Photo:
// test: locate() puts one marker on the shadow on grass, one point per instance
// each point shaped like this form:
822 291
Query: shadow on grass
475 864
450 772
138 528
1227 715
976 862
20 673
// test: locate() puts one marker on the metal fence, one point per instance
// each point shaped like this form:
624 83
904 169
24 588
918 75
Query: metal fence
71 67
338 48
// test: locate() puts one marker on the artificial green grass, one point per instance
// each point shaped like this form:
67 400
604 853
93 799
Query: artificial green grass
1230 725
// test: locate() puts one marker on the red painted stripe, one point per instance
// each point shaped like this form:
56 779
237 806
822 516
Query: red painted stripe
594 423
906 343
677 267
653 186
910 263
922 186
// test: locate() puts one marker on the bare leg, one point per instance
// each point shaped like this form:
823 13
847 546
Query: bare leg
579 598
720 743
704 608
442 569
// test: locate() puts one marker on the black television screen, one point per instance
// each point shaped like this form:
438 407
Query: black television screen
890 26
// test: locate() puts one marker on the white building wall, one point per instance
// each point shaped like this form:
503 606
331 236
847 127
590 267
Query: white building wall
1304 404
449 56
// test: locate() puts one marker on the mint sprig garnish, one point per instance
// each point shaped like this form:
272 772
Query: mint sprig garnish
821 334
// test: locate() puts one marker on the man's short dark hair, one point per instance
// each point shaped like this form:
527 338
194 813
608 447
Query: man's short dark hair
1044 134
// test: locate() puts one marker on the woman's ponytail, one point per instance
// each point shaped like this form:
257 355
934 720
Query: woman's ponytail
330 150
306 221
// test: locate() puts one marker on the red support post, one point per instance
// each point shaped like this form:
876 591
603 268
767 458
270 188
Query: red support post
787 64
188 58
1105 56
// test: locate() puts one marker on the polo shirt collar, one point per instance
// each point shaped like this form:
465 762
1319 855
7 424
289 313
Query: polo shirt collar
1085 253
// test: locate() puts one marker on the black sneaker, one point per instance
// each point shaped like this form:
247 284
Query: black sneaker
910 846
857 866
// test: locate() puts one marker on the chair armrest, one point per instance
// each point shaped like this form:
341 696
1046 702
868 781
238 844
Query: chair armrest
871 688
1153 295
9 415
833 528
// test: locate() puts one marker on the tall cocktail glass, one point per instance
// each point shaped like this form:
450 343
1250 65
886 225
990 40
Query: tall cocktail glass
————
Copy everything from the line containing "ponytail, one point per instance" down through the end of the entries, leaving each line unchanged.

// test: locate() puts one marker on the woman's ponytail, one point per instance
// each point shaped like this form:
257 355
934 720
Query: woman's ponytail
330 150
306 221
// test: locate() puts one marker on the red support post, one point per instance
// each point shaped like this form:
876 591
603 268
767 458
270 188
Query: red support post
787 64
188 58
1105 56
// test: locate() puts one marker on the polo shirt collar, one point per instance
// each point shaped like this form:
465 762
1319 855
7 424
289 313
Query: polo shirt collar
1085 253
// test: locate() puts one marker on the black sneaker, one point per instance
// each point shaped like this form:
247 284
Query: black sneaker
910 846
857 866
// test: locate() puts one marker on the chair armrest, one point per instance
// each point shaped like this form:
341 696
1046 702
868 781
238 844
Query: chair armrest
871 688
1153 295
9 415
833 528
// test: locate() puts one marker on the tall cocktail glass, one point per instance
// each point shaped like this form:
450 343
1250 65
886 225
990 40
Query: tall cocktail glass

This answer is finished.